» Task instructions: Give back the items from the line with "Objective — for every instance of the ground, place" to the line with "Target: small twig", swapping "thickest" for "widest" and leaving everything else as it is.

# Start of Materials provided

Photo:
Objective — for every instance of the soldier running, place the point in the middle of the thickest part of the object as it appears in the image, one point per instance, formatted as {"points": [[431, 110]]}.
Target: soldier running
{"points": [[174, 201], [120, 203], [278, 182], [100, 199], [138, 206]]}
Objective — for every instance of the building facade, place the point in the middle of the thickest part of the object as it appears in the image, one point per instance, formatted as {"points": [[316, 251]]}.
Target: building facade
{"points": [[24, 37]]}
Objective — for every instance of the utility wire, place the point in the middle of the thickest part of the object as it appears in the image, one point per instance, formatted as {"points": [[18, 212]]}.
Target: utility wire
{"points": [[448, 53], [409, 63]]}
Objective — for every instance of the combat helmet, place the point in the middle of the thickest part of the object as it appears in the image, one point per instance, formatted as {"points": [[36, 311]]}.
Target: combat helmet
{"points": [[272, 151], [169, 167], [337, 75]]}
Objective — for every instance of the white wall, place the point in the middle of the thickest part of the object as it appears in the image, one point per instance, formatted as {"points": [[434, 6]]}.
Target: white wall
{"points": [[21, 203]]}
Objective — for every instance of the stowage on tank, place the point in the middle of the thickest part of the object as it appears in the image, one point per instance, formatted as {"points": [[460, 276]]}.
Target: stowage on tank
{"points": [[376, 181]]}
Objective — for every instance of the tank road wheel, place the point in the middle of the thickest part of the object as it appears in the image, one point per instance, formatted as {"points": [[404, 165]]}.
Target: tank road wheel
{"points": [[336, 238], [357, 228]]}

# End of Materials provided
# Start of Materials provided

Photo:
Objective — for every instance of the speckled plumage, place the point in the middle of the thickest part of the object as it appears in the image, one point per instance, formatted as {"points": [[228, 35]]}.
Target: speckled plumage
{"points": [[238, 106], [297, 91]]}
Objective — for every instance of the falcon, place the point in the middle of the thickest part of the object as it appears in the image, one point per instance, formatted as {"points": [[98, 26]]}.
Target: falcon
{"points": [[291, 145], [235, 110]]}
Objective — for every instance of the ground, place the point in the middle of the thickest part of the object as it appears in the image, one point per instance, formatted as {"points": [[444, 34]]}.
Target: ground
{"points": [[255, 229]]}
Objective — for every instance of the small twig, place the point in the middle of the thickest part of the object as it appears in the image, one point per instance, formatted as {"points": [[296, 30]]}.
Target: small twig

# End of Materials provided

» Expected answer:
Objective — for every instance of the ground, place the point in the middle of the widest part of the object as it appears in the image, one point per instance, formatted as {"points": [[444, 34]]}.
Target: ground
{"points": [[255, 229]]}
Objective — for every instance of the small twig, place the point in the middle of the widest part of the object as it appears in the image, one point per instance, formatted as {"points": [[296, 30]]}.
Target: small twig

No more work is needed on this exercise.